### [WHAT YOU HAVE TO DO]
From the first line to the last, give the listing again exactly.

(DATA UNDER STUDY Opens)

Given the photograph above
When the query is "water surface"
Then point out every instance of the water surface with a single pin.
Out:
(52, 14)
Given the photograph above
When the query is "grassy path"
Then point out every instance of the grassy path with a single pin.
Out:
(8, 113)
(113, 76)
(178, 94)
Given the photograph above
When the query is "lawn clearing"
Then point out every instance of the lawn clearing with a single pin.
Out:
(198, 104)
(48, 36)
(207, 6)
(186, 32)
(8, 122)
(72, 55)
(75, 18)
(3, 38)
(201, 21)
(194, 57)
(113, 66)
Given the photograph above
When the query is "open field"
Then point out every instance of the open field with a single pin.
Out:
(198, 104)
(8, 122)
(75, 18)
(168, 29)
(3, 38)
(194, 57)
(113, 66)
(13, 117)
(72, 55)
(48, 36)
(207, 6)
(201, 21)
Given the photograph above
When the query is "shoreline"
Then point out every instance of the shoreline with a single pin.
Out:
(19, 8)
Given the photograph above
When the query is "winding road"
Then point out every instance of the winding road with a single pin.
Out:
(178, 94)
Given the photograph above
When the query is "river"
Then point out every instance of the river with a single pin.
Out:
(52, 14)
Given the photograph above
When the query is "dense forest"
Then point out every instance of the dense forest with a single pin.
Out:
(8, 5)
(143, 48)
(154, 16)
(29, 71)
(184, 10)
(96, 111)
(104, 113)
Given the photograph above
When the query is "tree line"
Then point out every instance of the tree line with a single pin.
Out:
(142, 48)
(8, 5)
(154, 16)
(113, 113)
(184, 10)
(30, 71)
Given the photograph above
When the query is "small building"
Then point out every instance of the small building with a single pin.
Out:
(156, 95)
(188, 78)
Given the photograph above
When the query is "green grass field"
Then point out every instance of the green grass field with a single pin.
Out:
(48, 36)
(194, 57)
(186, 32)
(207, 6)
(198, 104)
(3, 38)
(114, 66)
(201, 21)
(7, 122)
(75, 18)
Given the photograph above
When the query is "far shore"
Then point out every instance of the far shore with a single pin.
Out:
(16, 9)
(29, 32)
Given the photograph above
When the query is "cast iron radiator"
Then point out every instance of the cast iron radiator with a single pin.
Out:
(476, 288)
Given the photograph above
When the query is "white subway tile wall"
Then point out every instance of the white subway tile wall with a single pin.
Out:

(DATA UNDER STUDY Closes)

### [ANSWER TO THIS TASK]
Given the photograph above
When the query is "water surface"
Then point out every instance of the water surface with a single pin.
Out:
(52, 14)
Given the photograph above
When the query is "grassy path"
Then point out every instance of the grassy path with a single pin.
Out:
(8, 113)
(113, 76)
(178, 94)
Given the photograph above
When the query is "lawn clearing"
Then point out every instance of the lawn clearing with a single pin.
Out:
(198, 104)
(48, 36)
(207, 6)
(186, 32)
(8, 122)
(72, 55)
(75, 18)
(3, 38)
(201, 21)
(194, 57)
(113, 66)
Given the photograph above
When the query is "open field"
Then point out every instance of the open field with a single pin.
Out:
(198, 104)
(8, 122)
(75, 18)
(168, 29)
(3, 38)
(194, 57)
(113, 66)
(13, 117)
(72, 55)
(48, 36)
(207, 6)
(201, 21)
Given the photograph above
When the query is "shoreline"
Then point out every instance of the shoreline with a single pin.
Out:
(19, 8)
Given the photograph above
When the query is "winding road"
Then point out every instance of the winding road with a single pin.
Out:
(178, 94)
Given the photograph above
When the query is "river"
Then point out every instance of the river with a single pin.
Out:
(52, 14)
Given the photograph above
When the query is "dense forest"
Then point out every instance of the dense forest with a single pin.
Out:
(8, 5)
(143, 48)
(154, 16)
(29, 71)
(184, 10)
(96, 111)
(104, 113)
Given the photograph above
When the query is "tree line"
Then point out every instance of the tree line with a single pin.
Out:
(142, 48)
(8, 5)
(154, 16)
(113, 113)
(184, 10)
(30, 71)
Given the photograph above
When the query is "small building"
Then point out every instance of the small building with a single pin.
Out:
(156, 95)
(188, 78)
Given the photograph above
When the query is "green grass field"
Then point out every instance of the green grass field with a single pin.
Out:
(48, 36)
(194, 57)
(186, 32)
(207, 6)
(198, 104)
(3, 38)
(114, 66)
(201, 21)
(7, 122)
(75, 18)
Given the photograph above
When the query is "far shore"
Then point out every instance of the far shore with a single pin.
Out:
(16, 9)
(29, 32)
Given the photograph above
When the query is "cast iron radiator"
Then point out every instance of the cast iron radiator with a single pin.
Out:
(476, 288)
Given the photograph above
When the query is "white subway tile wall"
Then point out every instance of the white subway tile wall with a single pin.
Out:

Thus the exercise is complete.